## WHAT THE EXERCISE ASKS:
Repeat exactly the lines below that lie between the line with "Target: player's shoulder" and the line with "the player's hand.", counting both of those lines as part of the answer.

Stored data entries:
╔══

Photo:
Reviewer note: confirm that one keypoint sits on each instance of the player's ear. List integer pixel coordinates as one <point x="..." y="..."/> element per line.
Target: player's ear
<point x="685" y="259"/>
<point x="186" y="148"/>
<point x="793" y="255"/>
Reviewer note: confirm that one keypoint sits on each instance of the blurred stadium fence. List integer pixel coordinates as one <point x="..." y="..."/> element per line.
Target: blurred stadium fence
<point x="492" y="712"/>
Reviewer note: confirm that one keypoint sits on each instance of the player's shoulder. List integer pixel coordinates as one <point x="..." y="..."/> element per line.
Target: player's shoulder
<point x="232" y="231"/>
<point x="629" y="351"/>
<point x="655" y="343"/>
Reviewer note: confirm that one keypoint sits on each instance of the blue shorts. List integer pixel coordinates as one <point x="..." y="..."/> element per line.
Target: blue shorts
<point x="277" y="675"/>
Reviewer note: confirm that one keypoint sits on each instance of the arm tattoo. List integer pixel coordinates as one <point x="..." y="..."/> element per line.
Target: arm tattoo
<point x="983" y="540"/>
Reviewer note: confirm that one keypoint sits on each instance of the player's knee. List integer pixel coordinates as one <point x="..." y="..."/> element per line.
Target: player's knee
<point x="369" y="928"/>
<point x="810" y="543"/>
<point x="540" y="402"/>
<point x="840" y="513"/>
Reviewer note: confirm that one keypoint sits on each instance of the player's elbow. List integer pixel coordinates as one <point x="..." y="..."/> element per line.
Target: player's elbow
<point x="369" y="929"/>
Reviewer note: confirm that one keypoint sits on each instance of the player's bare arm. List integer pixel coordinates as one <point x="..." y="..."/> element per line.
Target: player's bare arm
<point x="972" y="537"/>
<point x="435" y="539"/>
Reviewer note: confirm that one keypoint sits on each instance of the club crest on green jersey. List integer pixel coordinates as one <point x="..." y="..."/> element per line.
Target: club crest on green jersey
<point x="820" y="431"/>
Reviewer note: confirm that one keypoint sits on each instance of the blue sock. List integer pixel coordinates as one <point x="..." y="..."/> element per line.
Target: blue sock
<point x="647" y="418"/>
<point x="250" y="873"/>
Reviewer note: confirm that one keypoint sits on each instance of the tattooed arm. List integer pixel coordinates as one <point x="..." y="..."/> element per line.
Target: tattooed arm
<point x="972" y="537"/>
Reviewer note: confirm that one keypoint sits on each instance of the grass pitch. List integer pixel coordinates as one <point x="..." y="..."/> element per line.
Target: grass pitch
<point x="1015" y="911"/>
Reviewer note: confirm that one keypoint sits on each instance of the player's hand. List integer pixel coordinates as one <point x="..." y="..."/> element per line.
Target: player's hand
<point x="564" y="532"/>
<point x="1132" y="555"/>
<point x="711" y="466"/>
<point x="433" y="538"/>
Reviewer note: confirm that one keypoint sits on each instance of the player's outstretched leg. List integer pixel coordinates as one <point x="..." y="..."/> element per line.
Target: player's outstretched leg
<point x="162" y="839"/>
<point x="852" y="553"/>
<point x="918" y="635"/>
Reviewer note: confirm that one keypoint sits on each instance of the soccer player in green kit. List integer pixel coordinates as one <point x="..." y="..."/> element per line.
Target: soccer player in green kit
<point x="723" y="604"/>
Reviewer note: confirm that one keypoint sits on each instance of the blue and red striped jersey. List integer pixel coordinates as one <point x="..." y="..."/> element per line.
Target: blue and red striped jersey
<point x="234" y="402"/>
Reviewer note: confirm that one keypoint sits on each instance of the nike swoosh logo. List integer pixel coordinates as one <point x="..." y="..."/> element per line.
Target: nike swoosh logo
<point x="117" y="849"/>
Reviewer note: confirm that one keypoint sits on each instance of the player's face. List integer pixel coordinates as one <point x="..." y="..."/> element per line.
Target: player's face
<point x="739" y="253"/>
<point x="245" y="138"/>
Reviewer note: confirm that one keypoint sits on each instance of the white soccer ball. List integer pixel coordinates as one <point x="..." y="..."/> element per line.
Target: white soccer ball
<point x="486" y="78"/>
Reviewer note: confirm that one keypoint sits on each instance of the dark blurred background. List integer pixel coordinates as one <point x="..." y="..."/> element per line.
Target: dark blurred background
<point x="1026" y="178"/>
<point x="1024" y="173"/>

╚══

## SOLUTION TO THE EXERCISE:
Target: player's shoulder
<point x="232" y="231"/>
<point x="629" y="351"/>
<point x="655" y="343"/>
Reviewer note: confirm that one keypoint sits on each instance of the blue shorts. List integer pixel coordinates as one <point x="..." y="..."/> element per line.
Target: blue shorts
<point x="277" y="675"/>
Reviewer note: confirm that one keypoint sits on each instance of the arm tattoo. List integer pixel coordinates as one <point x="..." y="..."/> element per line.
Target: arm tattoo
<point x="983" y="540"/>
Reviewer note: confirm that one keypoint sits on each instance of the player's knee. List integer pixel coordinates as one <point x="..." y="..."/> element per line.
Target: player's knee
<point x="369" y="928"/>
<point x="810" y="543"/>
<point x="540" y="402"/>
<point x="840" y="513"/>
Reviewer note: confirm that one keypoint sits on each instance of the player's elbow. List integer pixel coordinates as one <point x="..." y="..."/> element per line.
Target: player's elbow
<point x="369" y="929"/>
Reviewer note: confirm that one keypoint sits on each instance of the player's bare arm. List integer pixel coordinates as one <point x="..." y="..."/> element per line.
Target: player's bare arm
<point x="972" y="537"/>
<point x="435" y="539"/>
Reviewer note: confirm that one keypoint sits on each instance of the club crest on green jersey. List integer pixel coordinates as one <point x="..." y="..."/> element per line.
Target: club crest on green jersey
<point x="820" y="431"/>
Reviewer note: confirm that one keypoint sits on each instance of the blue sock. List integer pixel coordinates as one <point x="..." y="..."/> element per line.
Target: blue sock
<point x="647" y="418"/>
<point x="250" y="873"/>
Reviewer note: confirm that one keypoint sits on each instance of the tattooed arm. List integer pixel coordinates as one <point x="..." y="..."/> element per line.
Target: tattooed arm
<point x="972" y="537"/>
Reviewer note: confirm that one keypoint sits on each instance of the grass pitch. List integer pixel coordinates as one <point x="..." y="..."/> element per line.
Target: grass pitch
<point x="1015" y="911"/>
Reviewer note: confirm that one keypoint sits on each instance of the player's hand. List integer pixel coordinates as one <point x="..." y="..."/> element per line.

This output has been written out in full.